# Task inputs
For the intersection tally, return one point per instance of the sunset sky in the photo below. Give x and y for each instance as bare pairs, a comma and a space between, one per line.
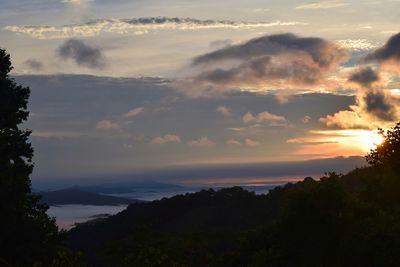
* * *
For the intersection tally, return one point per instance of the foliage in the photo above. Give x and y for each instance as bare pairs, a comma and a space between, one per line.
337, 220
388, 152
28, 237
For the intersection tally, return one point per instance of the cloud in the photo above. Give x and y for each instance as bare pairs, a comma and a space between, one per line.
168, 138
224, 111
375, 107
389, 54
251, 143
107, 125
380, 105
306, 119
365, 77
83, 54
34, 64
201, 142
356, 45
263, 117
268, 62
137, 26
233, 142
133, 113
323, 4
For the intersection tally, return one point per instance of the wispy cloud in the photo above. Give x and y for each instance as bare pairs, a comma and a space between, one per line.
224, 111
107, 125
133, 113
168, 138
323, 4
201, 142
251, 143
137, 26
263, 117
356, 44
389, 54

# Exercise prompt
Copy out every line of the entries above that contains the word "bare", matching case exactly.

# Written solution
For the intersection tally, return one point per instance of the sunset sky in the photo below. Give x and y for each instance as bare pairs, a comma and a space between, one per line.
For the intersection tally, return one point per instance of the foliage in the photo above. Give x and y for each instance as bare pairs, a comma and a space between, one per line.
For the intersection tally, return one point per instance of the cloud in the photo above. Give x and y for each instance as bare pairs, a comma and a space between, one per line.
For the intersection tally, return one point per instance of the wispy cloud in the photo above. Give x and y for each instance as bare pairs, a comma and a space between, one per line.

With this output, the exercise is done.